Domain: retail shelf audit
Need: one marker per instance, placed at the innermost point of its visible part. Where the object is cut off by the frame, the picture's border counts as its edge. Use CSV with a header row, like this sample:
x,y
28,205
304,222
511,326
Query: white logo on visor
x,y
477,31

######

Aim of the exercise — Word for word, copy out the data.

Worked solution —
Domain: retail shelf audit
Need: one marker per instance, placed at the innermost point of its visible part. Where the object is cut off by the frame, the picture's border counts as its edge. Use CSV with a header row, like this sample:
x,y
28,205
304,222
511,326
Query: white logo on visor
x,y
477,31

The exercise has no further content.